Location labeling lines
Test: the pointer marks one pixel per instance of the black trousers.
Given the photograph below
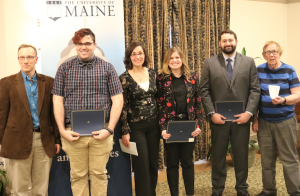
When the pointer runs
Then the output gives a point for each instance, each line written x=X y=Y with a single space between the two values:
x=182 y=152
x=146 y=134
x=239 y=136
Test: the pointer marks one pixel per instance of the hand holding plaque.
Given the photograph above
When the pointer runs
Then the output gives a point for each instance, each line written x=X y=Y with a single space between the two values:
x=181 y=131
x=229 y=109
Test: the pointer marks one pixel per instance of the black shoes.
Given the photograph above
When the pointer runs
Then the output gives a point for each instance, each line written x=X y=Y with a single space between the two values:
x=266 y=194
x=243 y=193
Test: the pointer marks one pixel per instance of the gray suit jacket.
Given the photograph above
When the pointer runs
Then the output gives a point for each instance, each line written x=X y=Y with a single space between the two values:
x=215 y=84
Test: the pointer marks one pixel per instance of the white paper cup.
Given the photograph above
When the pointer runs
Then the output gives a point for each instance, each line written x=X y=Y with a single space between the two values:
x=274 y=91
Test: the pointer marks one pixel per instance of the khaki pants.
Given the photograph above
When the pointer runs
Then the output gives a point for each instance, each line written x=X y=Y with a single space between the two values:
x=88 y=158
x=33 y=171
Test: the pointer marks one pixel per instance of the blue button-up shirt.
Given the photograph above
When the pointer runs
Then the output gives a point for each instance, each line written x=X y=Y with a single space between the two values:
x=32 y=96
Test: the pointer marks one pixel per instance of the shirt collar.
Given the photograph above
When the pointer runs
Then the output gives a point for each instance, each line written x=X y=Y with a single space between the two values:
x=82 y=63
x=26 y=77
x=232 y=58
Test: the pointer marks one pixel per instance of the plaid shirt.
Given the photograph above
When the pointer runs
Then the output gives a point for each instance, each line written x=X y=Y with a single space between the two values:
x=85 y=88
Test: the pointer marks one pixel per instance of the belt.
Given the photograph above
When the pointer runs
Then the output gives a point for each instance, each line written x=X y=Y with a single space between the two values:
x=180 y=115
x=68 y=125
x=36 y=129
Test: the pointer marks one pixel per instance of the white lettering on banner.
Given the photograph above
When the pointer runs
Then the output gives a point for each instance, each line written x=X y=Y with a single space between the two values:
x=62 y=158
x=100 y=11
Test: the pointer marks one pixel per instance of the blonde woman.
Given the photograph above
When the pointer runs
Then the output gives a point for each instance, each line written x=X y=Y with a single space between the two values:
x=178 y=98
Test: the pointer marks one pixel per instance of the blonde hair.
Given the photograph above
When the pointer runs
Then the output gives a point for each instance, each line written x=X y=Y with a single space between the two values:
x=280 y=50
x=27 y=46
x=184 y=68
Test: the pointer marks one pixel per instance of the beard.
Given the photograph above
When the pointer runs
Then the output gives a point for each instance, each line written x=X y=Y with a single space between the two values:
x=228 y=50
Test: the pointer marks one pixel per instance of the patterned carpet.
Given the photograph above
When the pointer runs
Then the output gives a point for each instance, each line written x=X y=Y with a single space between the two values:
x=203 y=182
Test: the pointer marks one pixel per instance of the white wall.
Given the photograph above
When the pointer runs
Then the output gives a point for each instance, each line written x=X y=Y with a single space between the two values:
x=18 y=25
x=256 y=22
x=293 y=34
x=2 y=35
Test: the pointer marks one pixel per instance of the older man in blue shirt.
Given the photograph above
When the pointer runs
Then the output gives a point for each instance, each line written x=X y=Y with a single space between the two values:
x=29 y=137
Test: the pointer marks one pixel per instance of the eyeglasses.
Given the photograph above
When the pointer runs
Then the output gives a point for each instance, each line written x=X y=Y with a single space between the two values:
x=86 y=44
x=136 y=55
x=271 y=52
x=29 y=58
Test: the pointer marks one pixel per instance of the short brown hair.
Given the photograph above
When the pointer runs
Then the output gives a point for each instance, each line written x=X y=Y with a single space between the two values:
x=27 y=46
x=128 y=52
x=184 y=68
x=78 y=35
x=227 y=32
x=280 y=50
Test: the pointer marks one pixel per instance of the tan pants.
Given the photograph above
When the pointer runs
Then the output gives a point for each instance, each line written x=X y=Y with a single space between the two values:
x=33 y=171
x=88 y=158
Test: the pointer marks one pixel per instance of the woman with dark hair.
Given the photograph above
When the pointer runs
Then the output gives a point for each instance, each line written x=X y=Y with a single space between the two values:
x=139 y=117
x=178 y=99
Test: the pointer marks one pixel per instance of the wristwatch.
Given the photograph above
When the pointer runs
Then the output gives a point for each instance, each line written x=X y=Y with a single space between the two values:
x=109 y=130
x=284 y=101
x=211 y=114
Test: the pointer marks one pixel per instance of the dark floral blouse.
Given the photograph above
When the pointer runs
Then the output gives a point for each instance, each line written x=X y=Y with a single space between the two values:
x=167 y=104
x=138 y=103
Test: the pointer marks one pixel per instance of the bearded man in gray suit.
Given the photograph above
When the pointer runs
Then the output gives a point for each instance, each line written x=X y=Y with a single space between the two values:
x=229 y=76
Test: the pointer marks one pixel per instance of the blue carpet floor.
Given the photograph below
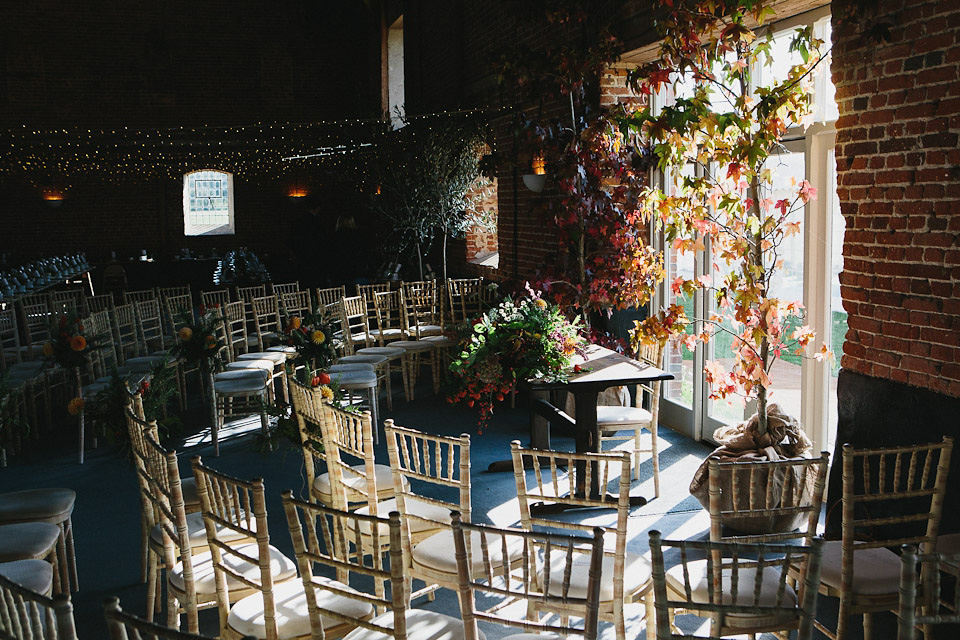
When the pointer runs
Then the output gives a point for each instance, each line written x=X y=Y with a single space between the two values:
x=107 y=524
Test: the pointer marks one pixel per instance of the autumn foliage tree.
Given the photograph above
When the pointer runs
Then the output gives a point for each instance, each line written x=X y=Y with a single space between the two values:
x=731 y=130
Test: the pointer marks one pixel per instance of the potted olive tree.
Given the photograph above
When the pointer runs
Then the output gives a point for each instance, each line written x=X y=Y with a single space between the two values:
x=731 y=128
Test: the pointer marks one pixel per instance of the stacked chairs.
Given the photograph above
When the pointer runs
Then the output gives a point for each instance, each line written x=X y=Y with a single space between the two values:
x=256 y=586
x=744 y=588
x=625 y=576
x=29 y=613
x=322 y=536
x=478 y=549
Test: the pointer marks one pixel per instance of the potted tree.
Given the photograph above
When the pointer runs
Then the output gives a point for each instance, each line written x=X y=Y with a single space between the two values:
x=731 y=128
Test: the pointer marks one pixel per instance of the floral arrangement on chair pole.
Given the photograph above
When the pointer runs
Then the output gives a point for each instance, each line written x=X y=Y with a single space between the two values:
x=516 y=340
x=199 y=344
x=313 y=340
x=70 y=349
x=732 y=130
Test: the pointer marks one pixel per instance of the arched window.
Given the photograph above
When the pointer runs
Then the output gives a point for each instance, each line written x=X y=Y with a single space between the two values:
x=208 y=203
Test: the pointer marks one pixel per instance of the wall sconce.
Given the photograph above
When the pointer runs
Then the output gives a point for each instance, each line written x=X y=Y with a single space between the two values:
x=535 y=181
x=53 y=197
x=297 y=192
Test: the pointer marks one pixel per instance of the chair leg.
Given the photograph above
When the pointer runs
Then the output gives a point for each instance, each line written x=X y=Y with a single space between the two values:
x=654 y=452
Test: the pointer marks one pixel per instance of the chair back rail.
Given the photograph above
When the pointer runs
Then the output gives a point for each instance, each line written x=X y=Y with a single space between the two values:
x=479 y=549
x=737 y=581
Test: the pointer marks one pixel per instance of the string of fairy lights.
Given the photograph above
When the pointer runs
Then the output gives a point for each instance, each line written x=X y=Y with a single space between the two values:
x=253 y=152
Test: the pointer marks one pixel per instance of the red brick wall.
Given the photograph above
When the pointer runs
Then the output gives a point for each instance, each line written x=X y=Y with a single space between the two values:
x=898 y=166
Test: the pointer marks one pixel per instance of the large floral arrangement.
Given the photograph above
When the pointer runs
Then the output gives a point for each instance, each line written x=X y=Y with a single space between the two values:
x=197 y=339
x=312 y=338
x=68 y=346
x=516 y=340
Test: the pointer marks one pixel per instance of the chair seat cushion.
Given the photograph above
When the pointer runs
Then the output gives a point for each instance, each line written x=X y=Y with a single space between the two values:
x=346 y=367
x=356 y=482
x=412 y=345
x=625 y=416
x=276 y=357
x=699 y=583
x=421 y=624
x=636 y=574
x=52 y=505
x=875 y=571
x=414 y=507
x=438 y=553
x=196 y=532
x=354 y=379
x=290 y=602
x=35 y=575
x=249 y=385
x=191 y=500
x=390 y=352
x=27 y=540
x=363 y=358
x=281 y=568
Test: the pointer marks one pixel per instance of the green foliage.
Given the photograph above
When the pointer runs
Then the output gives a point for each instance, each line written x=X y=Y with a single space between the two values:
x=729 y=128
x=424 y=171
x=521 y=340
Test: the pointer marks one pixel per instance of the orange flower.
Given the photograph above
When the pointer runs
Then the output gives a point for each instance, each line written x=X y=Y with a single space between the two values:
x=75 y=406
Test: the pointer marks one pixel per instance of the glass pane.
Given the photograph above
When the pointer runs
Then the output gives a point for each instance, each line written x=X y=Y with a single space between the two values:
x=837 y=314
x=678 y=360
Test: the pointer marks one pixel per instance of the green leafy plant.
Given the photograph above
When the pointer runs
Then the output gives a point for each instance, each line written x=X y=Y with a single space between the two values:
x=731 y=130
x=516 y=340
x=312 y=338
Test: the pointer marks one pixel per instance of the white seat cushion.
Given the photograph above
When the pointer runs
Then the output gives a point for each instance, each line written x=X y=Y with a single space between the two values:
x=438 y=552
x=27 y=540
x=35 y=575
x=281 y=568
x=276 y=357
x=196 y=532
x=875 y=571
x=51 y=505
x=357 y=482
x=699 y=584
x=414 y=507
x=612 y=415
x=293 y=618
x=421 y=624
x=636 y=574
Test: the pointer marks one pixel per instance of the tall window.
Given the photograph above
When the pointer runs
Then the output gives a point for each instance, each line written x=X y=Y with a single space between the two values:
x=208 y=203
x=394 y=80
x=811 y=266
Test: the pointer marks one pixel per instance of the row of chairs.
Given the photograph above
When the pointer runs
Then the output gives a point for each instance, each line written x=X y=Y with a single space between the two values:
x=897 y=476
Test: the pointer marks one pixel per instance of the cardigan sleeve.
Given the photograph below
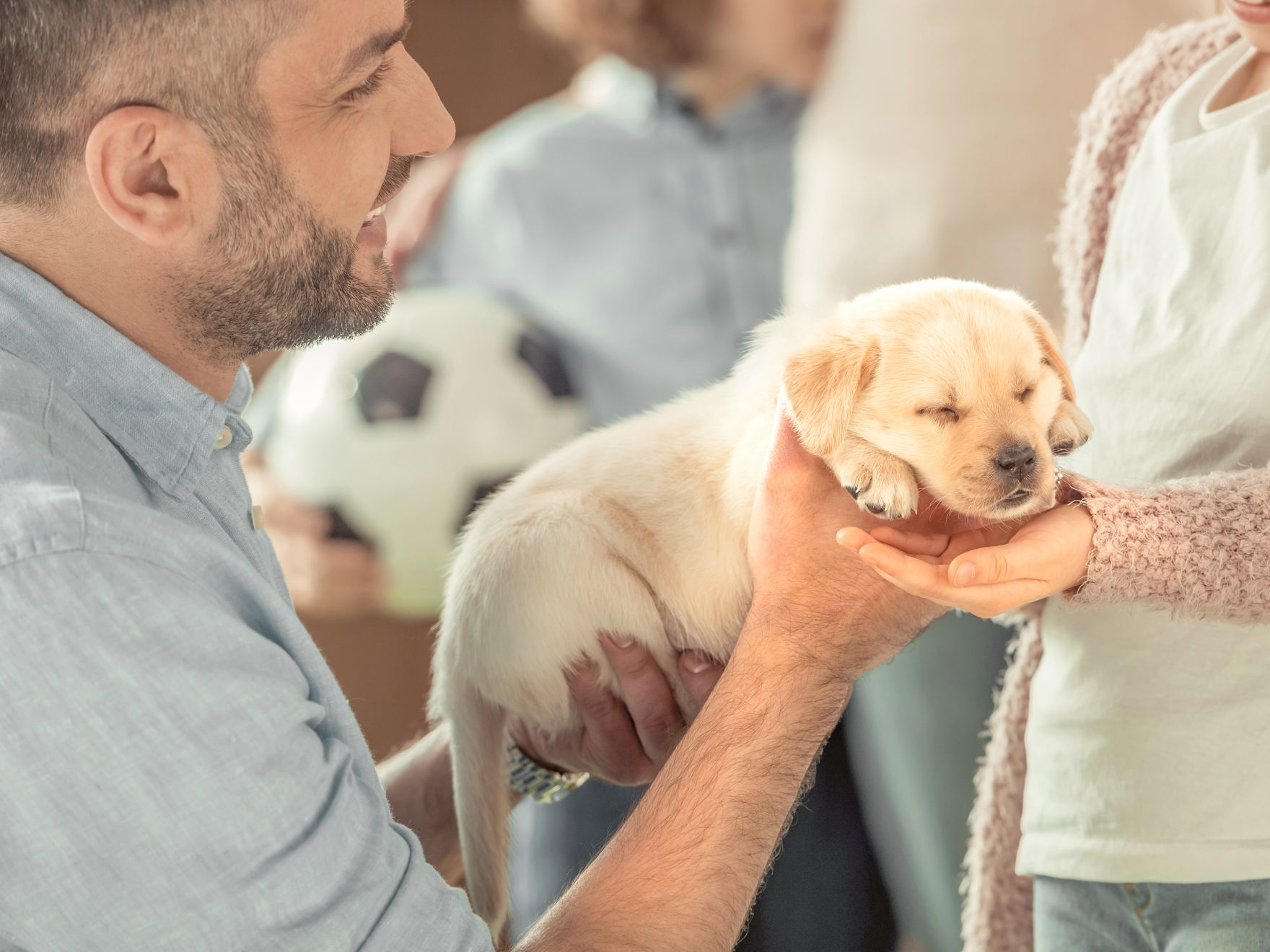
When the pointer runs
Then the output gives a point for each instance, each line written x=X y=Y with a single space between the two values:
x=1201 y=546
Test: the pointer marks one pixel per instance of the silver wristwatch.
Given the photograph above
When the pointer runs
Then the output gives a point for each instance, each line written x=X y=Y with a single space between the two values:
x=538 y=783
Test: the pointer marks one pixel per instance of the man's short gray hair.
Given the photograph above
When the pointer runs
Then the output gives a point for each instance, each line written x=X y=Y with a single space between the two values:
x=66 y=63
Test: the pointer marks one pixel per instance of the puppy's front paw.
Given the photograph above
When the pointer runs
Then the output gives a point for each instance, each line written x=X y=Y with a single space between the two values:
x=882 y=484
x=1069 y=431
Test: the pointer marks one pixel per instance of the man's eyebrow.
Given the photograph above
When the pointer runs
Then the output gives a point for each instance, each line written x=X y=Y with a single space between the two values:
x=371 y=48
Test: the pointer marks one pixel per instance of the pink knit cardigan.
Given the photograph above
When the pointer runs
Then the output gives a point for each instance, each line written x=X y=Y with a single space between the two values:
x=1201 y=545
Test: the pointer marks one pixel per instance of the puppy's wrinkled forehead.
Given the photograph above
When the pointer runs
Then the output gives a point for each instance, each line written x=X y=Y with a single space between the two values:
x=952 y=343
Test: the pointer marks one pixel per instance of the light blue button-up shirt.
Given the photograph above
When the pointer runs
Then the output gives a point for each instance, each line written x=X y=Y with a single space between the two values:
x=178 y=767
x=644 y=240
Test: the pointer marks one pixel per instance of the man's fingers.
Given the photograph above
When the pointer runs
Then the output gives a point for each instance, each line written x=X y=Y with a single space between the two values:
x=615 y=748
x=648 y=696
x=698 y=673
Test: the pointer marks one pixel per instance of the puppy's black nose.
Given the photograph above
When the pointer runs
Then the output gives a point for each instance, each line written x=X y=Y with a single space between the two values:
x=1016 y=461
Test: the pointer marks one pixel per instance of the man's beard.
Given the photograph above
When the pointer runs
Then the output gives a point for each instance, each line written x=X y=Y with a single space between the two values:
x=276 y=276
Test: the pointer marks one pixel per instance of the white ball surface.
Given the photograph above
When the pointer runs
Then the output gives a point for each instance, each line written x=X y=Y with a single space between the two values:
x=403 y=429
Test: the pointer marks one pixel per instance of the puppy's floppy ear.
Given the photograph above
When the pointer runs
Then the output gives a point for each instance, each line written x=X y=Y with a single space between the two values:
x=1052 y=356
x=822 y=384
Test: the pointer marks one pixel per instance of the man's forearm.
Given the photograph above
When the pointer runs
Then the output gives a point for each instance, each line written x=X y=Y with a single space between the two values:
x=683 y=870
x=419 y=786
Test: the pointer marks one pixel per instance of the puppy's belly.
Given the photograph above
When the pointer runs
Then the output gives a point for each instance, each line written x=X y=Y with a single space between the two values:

### AIM OF THE EXERCISE
Arrange the lines from the start through the line containing "x=243 y=193" as a two-column CSV with the headers instruction and coordinates, one row for each item to be marked. Put each field in quotes, replace line breaks with spaces, and leave the pictures out.

### REPLY TO THE TASK
instruction,coordinates
"Test: the pointer marks one pixel per instance of the black trousers. Given the photograph below When the pointer runs Then the output gives a point for each instance, each line written x=X y=Y with a single space between the two values:","x=182 y=152 x=146 y=134 x=239 y=136"
"Test: the pointer marks one pixel per instance of the hand holding plaque. Given the photograph above When the pointer runs Then the output gives a point for each instance, each line written x=X y=Y with a single space between the two values:","x=181 y=131 x=229 y=109"
"Test: the pointer marks one pixel per instance of the black shoes. Given the photograph above When the pointer runs Then the output gives a point for each instance, each line written x=X y=Y with a single space between the two values:","x=266 y=194 x=243 y=193"